*Task objective:*
Filter the records below down to lines containing "handle".

[Natural-language object grounding data]
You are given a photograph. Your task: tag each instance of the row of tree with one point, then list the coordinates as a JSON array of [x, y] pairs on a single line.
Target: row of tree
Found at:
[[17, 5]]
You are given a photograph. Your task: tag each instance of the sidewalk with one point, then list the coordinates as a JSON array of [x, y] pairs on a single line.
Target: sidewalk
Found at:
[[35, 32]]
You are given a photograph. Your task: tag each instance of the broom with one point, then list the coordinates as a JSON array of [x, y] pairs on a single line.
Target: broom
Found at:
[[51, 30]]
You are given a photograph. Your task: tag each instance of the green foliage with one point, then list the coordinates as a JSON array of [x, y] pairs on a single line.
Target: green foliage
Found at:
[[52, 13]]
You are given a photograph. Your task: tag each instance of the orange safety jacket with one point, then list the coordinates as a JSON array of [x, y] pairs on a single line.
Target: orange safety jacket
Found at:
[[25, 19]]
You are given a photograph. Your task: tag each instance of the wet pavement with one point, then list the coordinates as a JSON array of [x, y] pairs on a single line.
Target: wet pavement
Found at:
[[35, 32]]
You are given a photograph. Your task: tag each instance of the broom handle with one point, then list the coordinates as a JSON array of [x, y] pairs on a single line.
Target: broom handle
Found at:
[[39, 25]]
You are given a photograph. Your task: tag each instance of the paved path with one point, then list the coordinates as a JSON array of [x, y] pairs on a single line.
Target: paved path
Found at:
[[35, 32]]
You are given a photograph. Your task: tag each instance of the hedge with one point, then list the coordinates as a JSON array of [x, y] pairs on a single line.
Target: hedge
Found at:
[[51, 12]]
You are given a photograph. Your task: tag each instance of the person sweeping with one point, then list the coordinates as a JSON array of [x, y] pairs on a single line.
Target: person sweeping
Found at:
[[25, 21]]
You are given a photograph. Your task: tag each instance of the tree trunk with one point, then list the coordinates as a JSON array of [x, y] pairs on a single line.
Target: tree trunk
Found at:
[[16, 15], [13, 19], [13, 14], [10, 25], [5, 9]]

*Reply to the exercise:*
You are given a photograph. Your task: tag each instance of the broom handle with one point, then list the coordinates as a JSON array of [x, y] pairs on a single line.
Target: broom handle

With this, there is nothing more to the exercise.